## Task description
Please retype the records below exactly, leaving out any pictures.

[Pointing records]
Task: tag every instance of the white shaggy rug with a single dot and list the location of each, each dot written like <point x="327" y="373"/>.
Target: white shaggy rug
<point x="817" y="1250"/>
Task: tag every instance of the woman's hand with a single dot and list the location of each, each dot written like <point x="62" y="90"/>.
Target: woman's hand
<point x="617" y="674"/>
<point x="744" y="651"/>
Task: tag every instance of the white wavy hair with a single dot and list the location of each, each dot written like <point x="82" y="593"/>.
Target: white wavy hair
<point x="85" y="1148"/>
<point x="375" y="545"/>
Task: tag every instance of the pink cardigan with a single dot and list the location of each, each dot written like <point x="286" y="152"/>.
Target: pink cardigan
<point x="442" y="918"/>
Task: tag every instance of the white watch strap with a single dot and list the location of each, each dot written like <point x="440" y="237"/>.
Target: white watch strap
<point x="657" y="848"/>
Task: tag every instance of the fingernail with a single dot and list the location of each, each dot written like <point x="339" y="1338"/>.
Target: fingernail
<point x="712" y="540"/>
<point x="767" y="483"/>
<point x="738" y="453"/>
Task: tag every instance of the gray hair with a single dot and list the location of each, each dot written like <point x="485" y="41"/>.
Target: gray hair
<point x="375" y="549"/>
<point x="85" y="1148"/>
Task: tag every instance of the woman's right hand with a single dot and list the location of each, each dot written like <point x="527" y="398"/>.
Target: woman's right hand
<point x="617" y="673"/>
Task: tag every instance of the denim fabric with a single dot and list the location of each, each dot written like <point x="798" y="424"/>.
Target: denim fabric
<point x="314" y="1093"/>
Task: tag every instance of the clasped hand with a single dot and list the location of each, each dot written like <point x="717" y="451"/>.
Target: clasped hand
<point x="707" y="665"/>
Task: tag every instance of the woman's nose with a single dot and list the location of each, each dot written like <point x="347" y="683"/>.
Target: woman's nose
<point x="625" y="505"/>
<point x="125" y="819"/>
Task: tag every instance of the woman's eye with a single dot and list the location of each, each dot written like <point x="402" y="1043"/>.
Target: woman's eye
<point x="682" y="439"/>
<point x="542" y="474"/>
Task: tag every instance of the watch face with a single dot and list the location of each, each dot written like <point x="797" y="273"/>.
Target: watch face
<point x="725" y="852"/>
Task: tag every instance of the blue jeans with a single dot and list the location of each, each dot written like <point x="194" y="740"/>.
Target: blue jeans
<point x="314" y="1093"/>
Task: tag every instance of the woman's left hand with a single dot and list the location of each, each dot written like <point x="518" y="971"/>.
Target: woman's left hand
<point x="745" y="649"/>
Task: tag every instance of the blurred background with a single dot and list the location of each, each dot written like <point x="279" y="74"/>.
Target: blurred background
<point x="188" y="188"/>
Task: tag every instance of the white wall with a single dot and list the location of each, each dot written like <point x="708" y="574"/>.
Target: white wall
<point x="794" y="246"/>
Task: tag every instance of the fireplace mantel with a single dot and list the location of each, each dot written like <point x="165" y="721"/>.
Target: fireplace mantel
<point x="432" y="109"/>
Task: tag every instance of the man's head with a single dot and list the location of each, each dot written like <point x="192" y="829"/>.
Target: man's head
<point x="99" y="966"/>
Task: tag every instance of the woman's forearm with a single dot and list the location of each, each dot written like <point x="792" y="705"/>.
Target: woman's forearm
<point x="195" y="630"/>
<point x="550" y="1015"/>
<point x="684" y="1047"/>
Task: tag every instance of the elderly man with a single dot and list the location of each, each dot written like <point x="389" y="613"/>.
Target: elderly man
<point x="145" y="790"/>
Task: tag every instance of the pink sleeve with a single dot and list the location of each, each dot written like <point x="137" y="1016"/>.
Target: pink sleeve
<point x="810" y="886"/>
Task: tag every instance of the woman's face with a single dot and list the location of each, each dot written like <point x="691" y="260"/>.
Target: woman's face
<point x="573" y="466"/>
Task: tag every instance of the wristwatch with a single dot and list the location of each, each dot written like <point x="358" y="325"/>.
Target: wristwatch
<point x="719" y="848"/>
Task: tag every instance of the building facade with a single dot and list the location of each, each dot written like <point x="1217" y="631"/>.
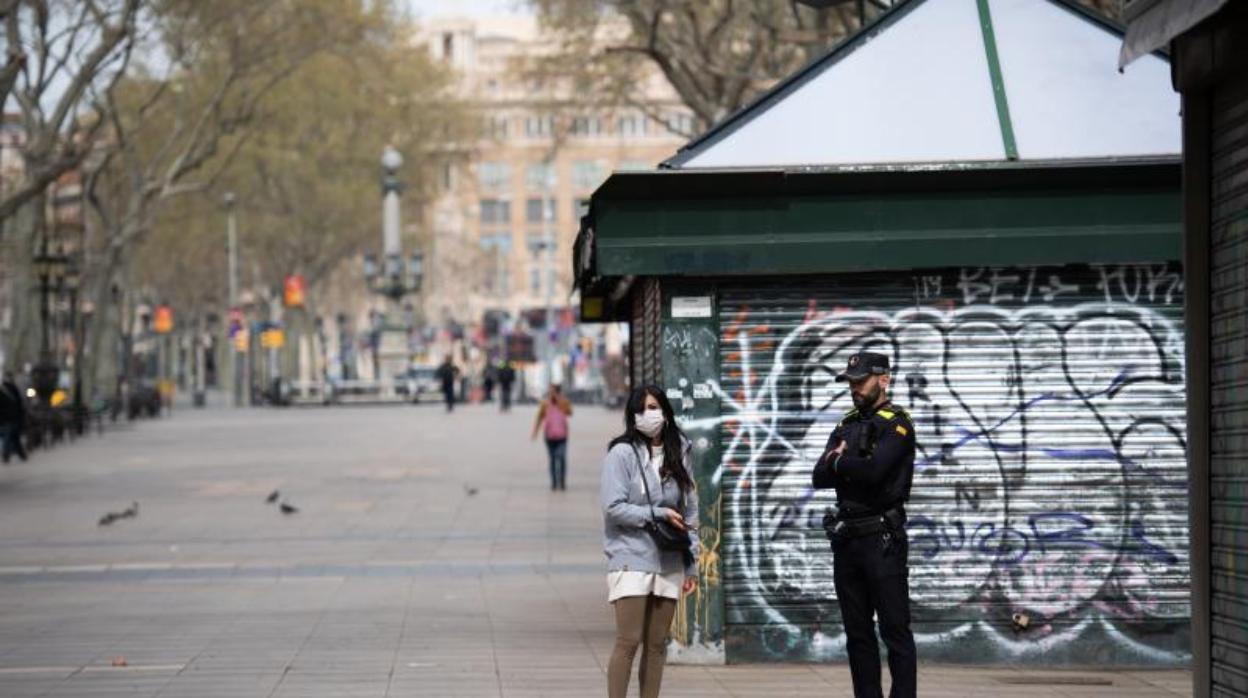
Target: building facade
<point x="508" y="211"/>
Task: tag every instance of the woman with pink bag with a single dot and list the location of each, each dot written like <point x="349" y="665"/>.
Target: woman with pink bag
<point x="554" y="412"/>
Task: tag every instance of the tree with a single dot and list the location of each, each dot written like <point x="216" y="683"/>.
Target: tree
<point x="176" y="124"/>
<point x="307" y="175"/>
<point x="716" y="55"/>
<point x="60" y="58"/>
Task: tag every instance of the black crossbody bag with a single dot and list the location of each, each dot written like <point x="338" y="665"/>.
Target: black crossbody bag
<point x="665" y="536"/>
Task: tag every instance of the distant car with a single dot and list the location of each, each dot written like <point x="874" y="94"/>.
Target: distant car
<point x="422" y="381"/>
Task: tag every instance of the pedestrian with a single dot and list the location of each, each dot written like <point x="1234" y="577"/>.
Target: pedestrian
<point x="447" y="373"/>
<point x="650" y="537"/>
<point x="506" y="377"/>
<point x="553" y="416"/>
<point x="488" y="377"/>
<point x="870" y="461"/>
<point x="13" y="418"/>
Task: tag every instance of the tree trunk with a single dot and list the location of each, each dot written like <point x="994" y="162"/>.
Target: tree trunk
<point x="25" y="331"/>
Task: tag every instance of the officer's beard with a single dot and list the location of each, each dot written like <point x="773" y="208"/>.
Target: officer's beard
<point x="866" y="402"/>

## Full solution
Task: tag every instance of the white shaggy rug with a single dot and list the location of each, each dot written like <point x="327" y="373"/>.
Target: white shaggy rug
<point x="817" y="1250"/>
Task: tag every instance of the woman's hand with a single dot and list the location of each, each dot written like <point x="62" y="90"/>.
Target: woman's hand
<point x="617" y="674"/>
<point x="744" y="651"/>
Task: tag every instance of the white wavy hair with a single dot and list the location of each, each dot written like <point x="82" y="593"/>.
Target: white wavy hair
<point x="85" y="1148"/>
<point x="375" y="545"/>
Task: tag every instance of the pink cardigan with a single dot and list the location of each, each dot written like <point x="286" y="152"/>.
Target: pink cardigan
<point x="442" y="918"/>
Task: tag every instance of the white watch strap with a single dot and list the location of each, each dot written like <point x="440" y="237"/>.
Target: white watch strap
<point x="657" y="848"/>
Task: tag every instance of the fingernail with a single dot and list the location of each, each dot written like <point x="339" y="1338"/>.
Target: fingernail
<point x="712" y="540"/>
<point x="767" y="483"/>
<point x="738" y="453"/>
Task: tag every instance of the gray hair with a single dot and list the location of each, each dot written like <point x="485" y="41"/>.
Target: gray hair
<point x="375" y="549"/>
<point x="85" y="1148"/>
Task: tag every instance of the woman's right hand with a single dot and list the location of each, each dot written like <point x="527" y="398"/>.
Target: woman's right hand
<point x="617" y="673"/>
Task: tag every instance of the denim fabric with a single dot and list the location of each, each dot written like <point x="798" y="424"/>.
Target: denim fabric
<point x="314" y="1093"/>
Task: tag every instance of the clasped hand with a single dot and list the location of each, each dot written like <point x="717" y="451"/>.
Target: clasped hand
<point x="707" y="665"/>
Task: tag every instance of the woman's nose with a single dot and list the location of each, each dot written like <point x="347" y="683"/>.
Target: woman's nose
<point x="625" y="505"/>
<point x="125" y="819"/>
Task: tag every instance of the woman's eye with a single dot and list the location of each, each dot written like <point x="402" y="1043"/>.
Target: woman's eye
<point x="682" y="439"/>
<point x="542" y="474"/>
Task: tag every instance of the watch face with a single dot and list the location of each, each dot written like <point x="797" y="273"/>.
Target: watch face
<point x="725" y="852"/>
Task: tag every instance of the blue jeans with a single dot and list the location of each, each dot written like <point x="194" y="740"/>.
Target: blue jeans
<point x="314" y="1093"/>
Task: tag every instance of the woman's left hand with a single dot and list the location of each, each dot written like <point x="518" y="971"/>.
Target: woman's left hand
<point x="745" y="649"/>
Task: tag every instance of the blurred background with a single dot and list the location of each, each dot written like <point x="279" y="74"/>.
Target: blurred background
<point x="188" y="188"/>
Task: tag every instance of the white wall with a single dot and list the location of each, each dot written like <point x="708" y="574"/>.
Target: white wall
<point x="794" y="246"/>
Task: tag every instance of the fireplace mantel with a single dot and list the location of each, each dot written like <point x="165" y="721"/>.
Target: fireplace mantel
<point x="432" y="109"/>
Task: tag every instance of the man's head with a single dot and list the location of each, each dot written like <point x="192" y="829"/>.
Target: man's head
<point x="99" y="966"/>
Task: tag every instance of the woman's forearm with a single dot and list the location of each, each dot written like <point x="792" y="705"/>.
Target: woman's forearm
<point x="195" y="630"/>
<point x="550" y="1015"/>
<point x="684" y="1047"/>
Task: tag every instance of the elderly man with a single dot and list the location of each, each dot written like <point x="389" y="613"/>.
Target: elderly man
<point x="145" y="790"/>
Task: tag every instance of the pink sleeve with a single dot and list the location of each, each dot written like <point x="137" y="1016"/>.
Target: pink sleeve
<point x="810" y="886"/>
Task: tag every instance of the woman's face with a single dot and list the location of each, each dot written like <point x="691" y="260"/>.
Target: woman's face
<point x="573" y="466"/>
Task: tag every instance of the wristwatch with a single dot and list the location of each, each dot written like <point x="358" y="325"/>.
Target: wristwatch
<point x="719" y="848"/>
Task: tag every instance of the building facade with a single dot and list the location of each, each dot written like <point x="1217" y="631"/>.
Target: building facade
<point x="508" y="211"/>
Task: tag every instance of the woman with pink bag with a single dot and list the location of each, each dot written like <point x="349" y="665"/>.
Target: woman with pink bag
<point x="554" y="412"/>
Task: tag every instance of the tree with a single dot and list the location of each, each dot written like <point x="216" y="683"/>.
Target: tree
<point x="176" y="124"/>
<point x="307" y="175"/>
<point x="716" y="55"/>
<point x="60" y="58"/>
Task: tag every instance of the black crossbody bag with a single dot and list the location of each, each dot written like <point x="338" y="665"/>.
Target: black crossbody bag
<point x="665" y="536"/>
Task: tag every instance of the distant car with a single dot and list the location of each, each dot written like <point x="874" y="94"/>.
Target: distant car
<point x="422" y="381"/>
Task: tag every instance of the pedestrian with a single dot and list the location of each, each dot written like <point x="1234" y="577"/>.
Target: pedestrian
<point x="447" y="373"/>
<point x="650" y="537"/>
<point x="506" y="377"/>
<point x="553" y="416"/>
<point x="488" y="377"/>
<point x="870" y="461"/>
<point x="13" y="418"/>
Task: tag every instance of the tree trunk with a single dot and list the location of each, each dot written like <point x="994" y="162"/>.
Target: tree trunk
<point x="25" y="331"/>
Task: tag every instance of the officer's beard with a single dot and list the location of each, each dot written like <point x="773" y="208"/>.
Target: officer's beard
<point x="866" y="402"/>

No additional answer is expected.